→ **Problem set**
1. Copy the stretch of the CeCe Peniston overview from "Apart from being" through "Hall of Fame.", word for word.
2. Decide whether each statement agrees with the CeCe Peniston overview, answering yes or no and quoting the words of the overview that settle it: (a) Peniston released three solo studio albums, all on A&M Records; (b) her fourth set, CeCe, came out in August 2011; (c) she was crowned Miss Black Arizona in 1990.

The following is a list of music awards and/or nominations earned by the U.S. singer-songwriter CeCe Peniston, along with her music recording sales certifications and entries in the year-end charts.

Over her over twenty years long career, Peniston released only three solo studio albums: Finally (1992), Thought 'Ya Knew (1994) and I'm Movin' On (1996) - each on A&M Records. She was still active, though, in recording singles also the last decade. Her fourth set CeCe, originally slated for its release in August 2011 on the independent label West Swagg Music Group, was not released by now.

Apart from being a Soul Train Music Award-nominee in 1993, Peniston won three ASCAP awards, three WMC awards, one Billboard Music Video Award and a BMI Award (all for her debut album). She topped one year-end chart as Top Dance Music Club Play Artist of 1994 and received five sales certifications.

Before entering the music industry, Peniston participated in beauty competitions and was crowned Miss Black Arizona in 1989, and Miss Galaxy in 1990. In addition, she was honored by the Governor's Key to the State of Arizona, and inducted into the Phoenix College Hall of Fame.

→ **Provided material**
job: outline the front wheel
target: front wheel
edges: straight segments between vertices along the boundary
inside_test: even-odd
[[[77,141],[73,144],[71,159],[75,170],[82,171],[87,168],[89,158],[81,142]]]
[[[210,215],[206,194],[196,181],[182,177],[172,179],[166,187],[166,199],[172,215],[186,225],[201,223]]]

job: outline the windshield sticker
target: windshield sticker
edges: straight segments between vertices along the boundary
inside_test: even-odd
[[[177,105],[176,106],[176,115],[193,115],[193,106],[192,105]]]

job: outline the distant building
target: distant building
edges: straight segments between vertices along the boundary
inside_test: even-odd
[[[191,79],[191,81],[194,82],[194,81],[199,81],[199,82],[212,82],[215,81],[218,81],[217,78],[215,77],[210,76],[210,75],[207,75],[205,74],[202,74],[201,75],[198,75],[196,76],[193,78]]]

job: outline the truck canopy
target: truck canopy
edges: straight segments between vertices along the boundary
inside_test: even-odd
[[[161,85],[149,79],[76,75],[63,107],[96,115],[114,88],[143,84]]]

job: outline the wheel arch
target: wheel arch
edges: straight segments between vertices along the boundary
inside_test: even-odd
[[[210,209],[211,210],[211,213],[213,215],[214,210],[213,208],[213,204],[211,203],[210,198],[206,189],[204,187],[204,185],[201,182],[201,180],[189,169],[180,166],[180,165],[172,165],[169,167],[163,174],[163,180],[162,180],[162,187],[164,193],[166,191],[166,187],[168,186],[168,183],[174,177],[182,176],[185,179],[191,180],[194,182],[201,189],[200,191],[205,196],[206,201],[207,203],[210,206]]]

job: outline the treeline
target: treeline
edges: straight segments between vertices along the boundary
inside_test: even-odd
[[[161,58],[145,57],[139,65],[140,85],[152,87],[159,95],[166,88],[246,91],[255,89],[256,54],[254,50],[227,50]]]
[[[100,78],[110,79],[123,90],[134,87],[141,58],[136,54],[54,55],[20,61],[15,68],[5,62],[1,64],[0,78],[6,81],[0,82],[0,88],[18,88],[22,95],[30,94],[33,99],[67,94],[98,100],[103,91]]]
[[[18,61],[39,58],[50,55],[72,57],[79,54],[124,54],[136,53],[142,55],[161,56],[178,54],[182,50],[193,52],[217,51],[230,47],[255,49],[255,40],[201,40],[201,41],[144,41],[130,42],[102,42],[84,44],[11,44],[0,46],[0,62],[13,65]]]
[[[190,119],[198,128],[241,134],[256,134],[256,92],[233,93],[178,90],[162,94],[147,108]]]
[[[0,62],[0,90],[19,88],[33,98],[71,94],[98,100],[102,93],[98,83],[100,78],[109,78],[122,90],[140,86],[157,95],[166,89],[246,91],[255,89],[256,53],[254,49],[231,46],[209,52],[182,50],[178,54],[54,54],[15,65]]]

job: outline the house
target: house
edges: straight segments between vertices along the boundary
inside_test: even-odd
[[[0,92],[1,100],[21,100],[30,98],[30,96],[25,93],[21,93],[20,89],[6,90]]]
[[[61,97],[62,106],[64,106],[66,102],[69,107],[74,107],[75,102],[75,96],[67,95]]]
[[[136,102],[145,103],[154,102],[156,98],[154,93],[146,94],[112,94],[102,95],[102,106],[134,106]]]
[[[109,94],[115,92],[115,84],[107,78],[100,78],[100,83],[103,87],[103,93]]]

→ **Results for the exercise**
1.
Apart from being a Soul Train Music Award-nominee in 1993, Peniston won three ASCAP awards, three WMC awards, one Billboard Music Video Award and a BMI Award (all for her debut album). She topped one year-end chart as Top Dance Music Club Play Artist of 1994 and received five sales certifications.

Before entering the music industry, Peniston participated in beauty competitions and was crowned Miss Black Arizona in 1989, and Miss Galaxy in 1990. In addition, she was honored by the Governor's Key to the State of Arizona, and inducted into the Phoenix College Hall of Fame.

2.
(a) Yes: "Peniston released only three solo studio albums: Finally (1992), Thought 'Ya Knew (1994) and I'm Movin' On (1996) - each on A&M Records"
(b) No: "originally slated for its release in August 2011 on the independent label West Swagg Music Group, was not released by now"
(c) No: "was crowned Miss Black Arizona in 1989, and Miss Galaxy in 1990"